[Start of Information supplied]

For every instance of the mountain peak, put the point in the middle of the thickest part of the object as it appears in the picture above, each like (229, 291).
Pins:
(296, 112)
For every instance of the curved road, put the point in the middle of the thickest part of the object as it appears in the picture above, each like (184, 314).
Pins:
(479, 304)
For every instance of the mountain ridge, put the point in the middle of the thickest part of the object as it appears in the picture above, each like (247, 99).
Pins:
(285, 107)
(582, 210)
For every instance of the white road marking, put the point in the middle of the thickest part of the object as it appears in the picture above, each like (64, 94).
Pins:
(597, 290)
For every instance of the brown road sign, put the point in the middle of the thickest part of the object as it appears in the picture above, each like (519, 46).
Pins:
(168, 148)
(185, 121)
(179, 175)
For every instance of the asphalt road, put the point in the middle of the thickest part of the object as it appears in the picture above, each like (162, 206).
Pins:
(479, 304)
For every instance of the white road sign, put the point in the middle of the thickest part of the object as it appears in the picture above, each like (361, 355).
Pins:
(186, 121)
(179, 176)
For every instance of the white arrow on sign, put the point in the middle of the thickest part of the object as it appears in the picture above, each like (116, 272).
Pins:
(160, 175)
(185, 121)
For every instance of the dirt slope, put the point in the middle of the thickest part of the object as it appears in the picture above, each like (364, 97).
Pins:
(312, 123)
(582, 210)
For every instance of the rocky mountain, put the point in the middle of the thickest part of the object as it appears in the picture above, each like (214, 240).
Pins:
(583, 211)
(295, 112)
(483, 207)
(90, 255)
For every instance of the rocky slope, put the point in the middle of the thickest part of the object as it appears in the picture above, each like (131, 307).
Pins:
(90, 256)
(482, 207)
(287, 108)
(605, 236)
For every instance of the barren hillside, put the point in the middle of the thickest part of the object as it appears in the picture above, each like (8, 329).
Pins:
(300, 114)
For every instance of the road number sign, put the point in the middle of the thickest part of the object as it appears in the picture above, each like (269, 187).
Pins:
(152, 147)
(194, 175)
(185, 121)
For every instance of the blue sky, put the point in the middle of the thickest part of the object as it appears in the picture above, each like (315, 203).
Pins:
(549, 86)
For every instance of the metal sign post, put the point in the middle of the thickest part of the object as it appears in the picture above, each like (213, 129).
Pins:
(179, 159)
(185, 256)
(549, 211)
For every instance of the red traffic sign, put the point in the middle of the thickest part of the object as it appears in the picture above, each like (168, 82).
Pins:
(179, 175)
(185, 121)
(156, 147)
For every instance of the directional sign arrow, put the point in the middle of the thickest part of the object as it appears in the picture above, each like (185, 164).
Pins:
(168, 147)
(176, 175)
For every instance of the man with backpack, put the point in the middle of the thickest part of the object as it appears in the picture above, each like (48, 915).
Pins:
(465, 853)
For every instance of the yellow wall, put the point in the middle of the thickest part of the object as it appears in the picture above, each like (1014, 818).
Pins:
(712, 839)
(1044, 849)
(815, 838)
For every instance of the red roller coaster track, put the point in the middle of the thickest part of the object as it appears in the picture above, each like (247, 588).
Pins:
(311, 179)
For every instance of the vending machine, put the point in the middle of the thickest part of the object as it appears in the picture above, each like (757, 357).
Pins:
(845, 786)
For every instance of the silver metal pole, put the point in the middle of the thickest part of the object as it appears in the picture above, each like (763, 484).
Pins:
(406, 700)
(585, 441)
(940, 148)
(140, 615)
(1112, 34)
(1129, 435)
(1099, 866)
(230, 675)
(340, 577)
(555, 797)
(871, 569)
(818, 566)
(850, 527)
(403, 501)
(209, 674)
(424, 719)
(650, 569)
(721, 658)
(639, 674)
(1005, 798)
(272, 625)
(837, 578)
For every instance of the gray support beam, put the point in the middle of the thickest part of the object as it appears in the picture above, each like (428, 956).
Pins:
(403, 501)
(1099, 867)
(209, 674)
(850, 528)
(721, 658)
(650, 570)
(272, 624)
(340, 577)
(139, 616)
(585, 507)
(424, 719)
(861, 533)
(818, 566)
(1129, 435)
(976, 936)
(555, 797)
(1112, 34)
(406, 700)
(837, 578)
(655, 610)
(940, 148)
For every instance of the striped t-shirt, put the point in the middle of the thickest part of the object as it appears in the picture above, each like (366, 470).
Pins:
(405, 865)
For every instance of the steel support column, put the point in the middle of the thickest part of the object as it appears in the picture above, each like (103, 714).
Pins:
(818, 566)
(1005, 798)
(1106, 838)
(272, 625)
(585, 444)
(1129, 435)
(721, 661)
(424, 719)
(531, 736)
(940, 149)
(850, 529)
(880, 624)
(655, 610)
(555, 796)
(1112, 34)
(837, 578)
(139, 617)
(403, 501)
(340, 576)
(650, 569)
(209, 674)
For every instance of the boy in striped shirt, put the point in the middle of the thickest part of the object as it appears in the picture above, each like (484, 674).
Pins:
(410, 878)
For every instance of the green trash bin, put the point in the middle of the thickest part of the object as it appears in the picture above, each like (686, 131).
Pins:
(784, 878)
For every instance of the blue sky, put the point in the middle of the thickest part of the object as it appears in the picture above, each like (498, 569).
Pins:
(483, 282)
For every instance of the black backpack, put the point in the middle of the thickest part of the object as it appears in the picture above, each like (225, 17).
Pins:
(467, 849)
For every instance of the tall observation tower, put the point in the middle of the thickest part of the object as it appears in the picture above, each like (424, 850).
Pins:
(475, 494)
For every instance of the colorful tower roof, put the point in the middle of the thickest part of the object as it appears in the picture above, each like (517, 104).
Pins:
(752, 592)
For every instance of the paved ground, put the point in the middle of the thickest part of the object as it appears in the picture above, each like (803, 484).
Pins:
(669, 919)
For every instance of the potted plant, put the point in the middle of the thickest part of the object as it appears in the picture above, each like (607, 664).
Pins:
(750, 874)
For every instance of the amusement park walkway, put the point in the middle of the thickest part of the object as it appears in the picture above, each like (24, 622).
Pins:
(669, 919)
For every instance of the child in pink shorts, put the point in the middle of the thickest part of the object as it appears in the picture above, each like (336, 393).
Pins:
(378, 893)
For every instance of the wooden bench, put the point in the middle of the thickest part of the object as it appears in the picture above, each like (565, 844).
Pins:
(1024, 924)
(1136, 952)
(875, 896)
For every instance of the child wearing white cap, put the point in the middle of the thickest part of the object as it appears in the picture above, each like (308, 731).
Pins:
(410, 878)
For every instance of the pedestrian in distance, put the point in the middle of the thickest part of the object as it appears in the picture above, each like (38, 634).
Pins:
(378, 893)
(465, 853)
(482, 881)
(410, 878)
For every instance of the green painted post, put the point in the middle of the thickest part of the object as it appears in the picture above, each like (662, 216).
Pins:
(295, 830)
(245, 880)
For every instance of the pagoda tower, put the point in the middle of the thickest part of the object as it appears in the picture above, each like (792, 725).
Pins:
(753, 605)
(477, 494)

[End of Information supplied]

Set task. Every entry in the listing must be retyped exactly.

The response.
For every instance of the mountain peak, put the point in the middle of the thickest part of the object as it appears in the picture above, each like (229, 291).
Pins:
(296, 112)
For every instance of the curved road, put the point in the middle of the thickest part of the object as it appears in the picture above, each like (184, 314).
Pins:
(479, 304)
For every instance of the mountain ridge, put the point in the middle of the thickest part of the object as it appears in the picture above, each like (247, 99).
Pins:
(285, 107)
(582, 210)
For every instance of the white road marking, put the point in the middle of the thickest part of the object as it appears in the picture above, each like (64, 94).
Pins:
(597, 290)
For every instance of the brown road sign, put the point in the middle of the thickest part of the object as it appears in the picture above, each like (519, 46).
Pins:
(168, 148)
(185, 121)
(179, 175)
For every instance of the asphalt road, put the point in the middle of the thickest part of the object as it appears in the picture above, each like (162, 206).
Pins:
(479, 304)
For every instance of the white road sign, put the point in the middle of the thickest part of the object as it appears in the picture above, each like (361, 355).
Pins:
(186, 121)
(179, 176)
For every instance of the white arrow on sign, put the point in the middle of the thickest part of the object as it appears in the picture above, each like (116, 272).
Pins:
(160, 175)
(185, 121)
For every instance of the dirt slope, put the point in the middle of the thickest part of the object as it appears in the picture above, each like (364, 97).
Pins:
(312, 123)
(582, 210)
For every instance of the rocky mountain, put the point in the middle of the thickest part of the object as it appears in the picture above, each like (214, 240).
Pins:
(583, 211)
(295, 112)
(483, 207)
(90, 255)
For every instance of the rocky slope, put the point in the middle of the thickest part of the object as it appears in the picture above, each like (131, 307).
Pins:
(90, 256)
(482, 207)
(287, 108)
(605, 236)
For every instance of the barren hillside, put the point in the middle of the thickest part of the object as it appears in the picture above, each like (8, 329).
Pins:
(300, 114)
For every instance of the road number sign, put the point in the middle of the thickest part of the object as it appears in the picture above, each like (269, 187).
Pins:
(152, 147)
(194, 175)
(185, 121)
For every instance of the blue sky, put the point in the middle of the thickest part of the object as it appears in the picture above, each like (315, 203).
Pins:
(549, 86)
For every instance of the metal sign post, put the point in the middle of the thickest part of the object as it appears in the picture above, each like (213, 129).
Pins:
(179, 159)
(185, 256)
(549, 211)
For every instance of the red traffic sign, put the point in the middle of the thickest part of the object as it appears in the picture above, each like (168, 82).
Pins:
(179, 175)
(185, 121)
(156, 147)
For every instance of the directional sign arrow, put the point in the middle of the thickest part of the object as it appears in the picture above, each like (185, 164).
Pins:
(168, 147)
(176, 175)
For every instance of the man with backpack, put the point in the middle of the thickest part of the object as it appears in the picture above, each like (48, 915).
Pins:
(465, 853)
For every instance of the yellow wall, put the point in the middle of the thickest part of the object as it appears in the picture above, each like (1014, 818).
Pins:
(712, 839)
(1044, 849)
(815, 838)
For every instance of the red roller coaster track, put the point in the middle of the thickest part of the object as it appears in the picture above, each like (247, 588).
Pins:
(311, 179)
For every instance of the vending machine, put the point in the middle of the thickest part of the object as it appears in the picture above, each like (757, 357).
Pins:
(845, 786)
For every instance of the silver metal pole, put the point in the middle of the thickest part of the object as it appears in the picture above, each like (763, 484).
Pins:
(406, 700)
(585, 441)
(940, 148)
(140, 615)
(1112, 34)
(1129, 435)
(1099, 866)
(230, 675)
(340, 577)
(555, 797)
(871, 569)
(818, 566)
(850, 527)
(403, 501)
(209, 674)
(424, 719)
(650, 569)
(721, 658)
(639, 674)
(1005, 798)
(272, 625)
(837, 578)
For every instance of the gray support beam, put the point in the middle of the thickest part of the object as it appears in the picture above, each like (428, 956).
Pins:
(403, 501)
(1099, 867)
(209, 674)
(850, 528)
(721, 658)
(650, 570)
(272, 624)
(340, 577)
(139, 616)
(585, 507)
(424, 719)
(861, 533)
(818, 566)
(1129, 435)
(976, 936)
(555, 797)
(1112, 34)
(406, 700)
(837, 578)
(655, 610)
(940, 148)
For every instance of the striped t-shirt, put the point in the middle of the thickest part of the object as it appears in the picture above, each like (366, 470).
Pins:
(405, 865)
For every instance of the steel support column, put the point in the middle of the thickest part of the object as it appears in the picture above, each like (103, 714).
Pins:
(818, 566)
(1005, 798)
(1106, 838)
(272, 625)
(585, 444)
(1129, 435)
(721, 661)
(424, 719)
(531, 736)
(940, 149)
(850, 529)
(880, 624)
(655, 610)
(555, 796)
(1112, 34)
(837, 578)
(139, 617)
(403, 501)
(340, 576)
(650, 569)
(209, 674)
For every instance of the boy in striped shirt, put the point in the middle of the thickest part of the object as it appears in the picture above, each like (484, 674).
Pins:
(410, 878)
For every instance of the green trash bin, put the point in the middle of the thickest part of the object as it appears in the picture above, each like (686, 131).
Pins:
(784, 878)
For every instance of the blue sky, put the point in the middle of the thickest part of the object as it appears in the picture above, each like (498, 569).
Pins:
(483, 282)
For every instance of the black backpack, put the point in the middle of the thickest part of the object as it appears in the picture above, each like (225, 17).
Pins:
(467, 849)
For every instance of the tall observation tower, put the point in the middle of the thickest part of the object as it appears in the picture above, each like (424, 850).
Pins:
(475, 494)
For every instance of the colorful tower roof, put the point in the middle of the thickest part of the object as it appears in the picture above, each like (517, 104).
Pins:
(752, 592)
For every instance of the paved ground, put the point in the middle of the thickest part of the object as it appears in the picture above, each like (803, 484).
Pins:
(669, 919)
For every instance of the potted plant, put the point in the middle of the thickest part of the object as it appears in the picture above, each like (607, 664).
Pins:
(750, 874)
For every instance of the amusement park walkway, put the point in the middle of the thickest part of the object as it appears in the picture above, each like (24, 622).
Pins:
(669, 919)
For every instance of the child in pink shorts, put the point in the middle of the thickest part of the object as it appears in the picture above, each like (336, 393).
Pins:
(378, 893)
For every instance of the wooden bench, put the point in the middle of the thickest part of the object as it appears in the picture above, each like (565, 844).
Pins:
(1024, 924)
(1136, 952)
(875, 896)
For every instance of the child wearing white cap, put the point in the middle of the thickest part of the object as it appears in the picture above, each like (308, 731).
Pins:
(410, 878)
For every instance of the pedestrian in distance, put the point in the middle of the thickest part of the object as it appears in the picture above, each like (38, 634).
Pins:
(378, 893)
(465, 853)
(482, 881)
(410, 878)
For every instance of the green painted post, put the point in the middle of the thickest part of the object as it appears in the picture above, each like (662, 216).
Pins:
(295, 830)
(245, 880)
For every instance of the pagoda tower, put the point in the middle of the thickest part of the object as it appears in the picture above, each like (792, 725).
Pins:
(753, 605)
(477, 494)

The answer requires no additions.